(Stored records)
+---+

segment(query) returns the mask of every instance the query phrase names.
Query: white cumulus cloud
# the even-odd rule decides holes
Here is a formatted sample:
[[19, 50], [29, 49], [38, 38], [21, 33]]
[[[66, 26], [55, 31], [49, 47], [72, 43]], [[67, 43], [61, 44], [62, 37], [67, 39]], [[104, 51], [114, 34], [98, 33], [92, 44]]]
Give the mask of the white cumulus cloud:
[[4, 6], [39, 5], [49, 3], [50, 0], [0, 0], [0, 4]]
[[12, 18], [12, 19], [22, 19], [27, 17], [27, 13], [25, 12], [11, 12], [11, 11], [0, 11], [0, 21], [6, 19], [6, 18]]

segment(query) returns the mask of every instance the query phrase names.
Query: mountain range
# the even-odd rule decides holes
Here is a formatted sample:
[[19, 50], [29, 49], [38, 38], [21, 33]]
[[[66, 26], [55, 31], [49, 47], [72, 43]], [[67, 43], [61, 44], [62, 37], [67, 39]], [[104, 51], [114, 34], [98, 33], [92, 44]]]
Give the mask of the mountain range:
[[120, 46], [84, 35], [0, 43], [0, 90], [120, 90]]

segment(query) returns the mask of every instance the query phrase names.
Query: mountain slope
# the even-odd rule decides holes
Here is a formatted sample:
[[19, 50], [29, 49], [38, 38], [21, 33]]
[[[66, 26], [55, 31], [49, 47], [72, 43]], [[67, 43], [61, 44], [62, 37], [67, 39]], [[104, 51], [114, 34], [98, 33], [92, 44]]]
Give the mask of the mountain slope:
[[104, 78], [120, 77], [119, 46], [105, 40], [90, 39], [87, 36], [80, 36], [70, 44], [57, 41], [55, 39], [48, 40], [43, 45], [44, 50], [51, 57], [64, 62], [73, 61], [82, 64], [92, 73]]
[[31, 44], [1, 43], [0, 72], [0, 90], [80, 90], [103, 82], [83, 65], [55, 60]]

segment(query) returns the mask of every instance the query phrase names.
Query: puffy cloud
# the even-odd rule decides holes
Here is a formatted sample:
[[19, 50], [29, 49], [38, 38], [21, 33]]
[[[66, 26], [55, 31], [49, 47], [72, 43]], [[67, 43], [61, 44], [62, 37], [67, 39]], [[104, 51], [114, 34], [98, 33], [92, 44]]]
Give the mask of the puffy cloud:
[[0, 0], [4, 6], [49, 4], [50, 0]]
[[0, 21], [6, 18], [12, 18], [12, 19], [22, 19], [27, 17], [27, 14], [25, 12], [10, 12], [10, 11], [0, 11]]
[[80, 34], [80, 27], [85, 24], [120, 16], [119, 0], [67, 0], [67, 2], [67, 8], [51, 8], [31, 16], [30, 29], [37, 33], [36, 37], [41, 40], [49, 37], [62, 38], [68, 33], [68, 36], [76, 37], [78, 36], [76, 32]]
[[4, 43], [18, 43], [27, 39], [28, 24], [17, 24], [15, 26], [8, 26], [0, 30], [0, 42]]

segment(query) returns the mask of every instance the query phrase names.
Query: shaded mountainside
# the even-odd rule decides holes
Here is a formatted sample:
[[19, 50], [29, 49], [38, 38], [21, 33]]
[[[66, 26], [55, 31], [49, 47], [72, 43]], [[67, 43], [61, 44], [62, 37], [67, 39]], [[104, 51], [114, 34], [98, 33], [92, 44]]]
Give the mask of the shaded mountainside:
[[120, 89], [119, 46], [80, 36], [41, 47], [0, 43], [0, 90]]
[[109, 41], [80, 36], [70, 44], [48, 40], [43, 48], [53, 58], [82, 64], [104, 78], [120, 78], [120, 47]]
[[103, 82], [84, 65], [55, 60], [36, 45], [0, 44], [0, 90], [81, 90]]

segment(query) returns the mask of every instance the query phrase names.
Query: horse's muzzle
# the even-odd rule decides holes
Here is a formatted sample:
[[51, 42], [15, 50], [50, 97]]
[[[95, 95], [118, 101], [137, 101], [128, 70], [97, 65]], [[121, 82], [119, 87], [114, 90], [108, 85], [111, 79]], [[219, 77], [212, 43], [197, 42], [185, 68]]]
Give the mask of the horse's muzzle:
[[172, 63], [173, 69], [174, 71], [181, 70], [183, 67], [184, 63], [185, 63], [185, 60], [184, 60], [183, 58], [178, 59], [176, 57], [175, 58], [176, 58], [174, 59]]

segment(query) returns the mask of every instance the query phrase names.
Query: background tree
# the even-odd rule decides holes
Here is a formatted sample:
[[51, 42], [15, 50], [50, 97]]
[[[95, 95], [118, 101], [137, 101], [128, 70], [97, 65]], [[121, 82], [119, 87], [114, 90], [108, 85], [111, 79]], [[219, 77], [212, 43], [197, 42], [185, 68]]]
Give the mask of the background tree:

+---+

__WORK TO COMPLETE__:
Retype every line of the entries above without changing anything.

__CORRECT ANSWER__:
segment(query) returns the mask of every instance the query phrase names.
Query: white cumulus cloud
# the even-odd rule decides holes
Here is a formatted sample:
[[19, 50], [29, 49], [38, 38], [21, 33]]
[[[66, 26], [55, 31], [49, 47], [72, 43]], [[67, 43], [61, 44], [62, 37], [67, 39]], [[104, 51], [114, 34], [98, 33], [92, 44]]]
Give the mask of the white cumulus cloud:
[[4, 6], [39, 5], [49, 3], [50, 0], [0, 0], [0, 4]]
[[12, 18], [12, 19], [22, 19], [27, 17], [27, 13], [25, 12], [11, 12], [11, 11], [0, 11], [0, 21], [6, 19], [6, 18]]

segment(query) returns the mask of every instance the query phrase names.
Query: mountain range
# the even-odd rule decides holes
Here is a formatted sample:
[[19, 50], [29, 49], [38, 38], [21, 33]]
[[[66, 26], [55, 31], [49, 47], [72, 43]], [[67, 43], [61, 44], [62, 37], [67, 39]], [[104, 51], [114, 34], [98, 33], [92, 44]]]
Give the mask of the mountain range:
[[120, 46], [84, 35], [0, 43], [0, 90], [120, 90]]

segment(query) returns the mask of every instance the query phrase names.
Query: mountain slope
# the even-odd rule decides holes
Here is a formatted sample:
[[19, 50], [29, 49], [38, 38], [21, 33]]
[[[66, 26], [55, 31], [49, 47], [72, 43]], [[67, 43], [61, 44], [62, 37], [67, 39]], [[104, 51], [114, 34], [98, 33], [92, 44]]]
Give the mask of the mountain slope:
[[104, 78], [120, 77], [119, 46], [105, 40], [90, 39], [87, 36], [80, 36], [70, 44], [57, 41], [55, 39], [48, 40], [43, 45], [44, 50], [51, 57], [64, 62], [73, 61], [82, 64], [92, 73]]
[[31, 44], [1, 43], [0, 72], [0, 90], [80, 90], [103, 82], [83, 65], [55, 60]]

segment(query) returns the mask of every instance the query phrase names.
Query: puffy cloud
# the even-odd rule decides holes
Here is a formatted sample:
[[19, 50], [29, 49], [38, 38], [21, 33]]
[[[66, 26], [55, 31], [49, 47], [72, 43]], [[67, 43], [61, 44], [62, 37], [67, 39]], [[104, 51], [114, 34], [98, 33], [92, 44]]]
Give the mask of the puffy cloud:
[[0, 0], [4, 6], [49, 4], [50, 0]]
[[0, 21], [6, 18], [12, 18], [12, 19], [22, 19], [27, 17], [27, 14], [25, 12], [10, 12], [10, 11], [0, 11]]
[[80, 34], [80, 27], [85, 24], [120, 16], [119, 0], [67, 0], [67, 2], [67, 8], [51, 8], [31, 16], [30, 29], [37, 33], [36, 37], [41, 40], [49, 37], [62, 38], [68, 33], [68, 36], [76, 37], [78, 36], [76, 32]]
[[4, 43], [18, 43], [27, 39], [28, 24], [17, 24], [15, 26], [8, 26], [0, 30], [0, 42]]

segment(query) returns the mask of every instance the query phrase names.
Query: shaded mountainside
# the even-odd rule decides holes
Here is a formatted sample:
[[19, 50], [29, 49], [38, 38], [21, 33]]
[[[66, 26], [55, 31], [49, 47], [72, 43]], [[67, 43], [61, 44], [62, 37], [67, 39]], [[104, 51], [114, 34], [98, 33], [92, 44]]]
Give the mask of the shaded mountainside:
[[120, 89], [119, 46], [80, 36], [41, 47], [0, 43], [0, 90]]
[[109, 41], [80, 36], [70, 44], [48, 40], [43, 48], [53, 58], [82, 64], [104, 78], [120, 78], [120, 47]]
[[103, 82], [84, 65], [55, 60], [36, 45], [0, 44], [0, 90], [81, 90]]

segment(query) returns the mask of every instance the query phrase names.
Query: horse's muzzle
# the even-odd rule decides holes
Here is a formatted sample:
[[51, 42], [15, 50], [50, 97]]
[[[95, 95], [118, 101], [137, 101], [128, 70], [97, 65]], [[121, 82], [119, 87], [114, 90], [108, 85], [111, 79]], [[219, 77], [212, 43], [197, 42], [185, 68]]]
Give the mask of the horse's muzzle:
[[172, 63], [173, 69], [174, 71], [181, 70], [183, 67], [184, 63], [185, 63], [185, 60], [184, 60], [183, 58], [178, 59], [176, 57], [175, 58], [176, 58], [174, 59]]

segment(query) returns the mask of every instance the query phrase names.
Query: background tree
# the even-odd rule decides holes
Here is a formatted sample:
[[51, 42], [15, 50], [50, 97]]
[[[95, 95], [118, 101], [137, 101], [128, 70], [97, 65]], [[121, 82], [119, 87], [114, 90], [108, 85], [111, 79]], [[219, 77], [212, 43], [197, 42], [185, 68]]]
Give the mask of the background tree:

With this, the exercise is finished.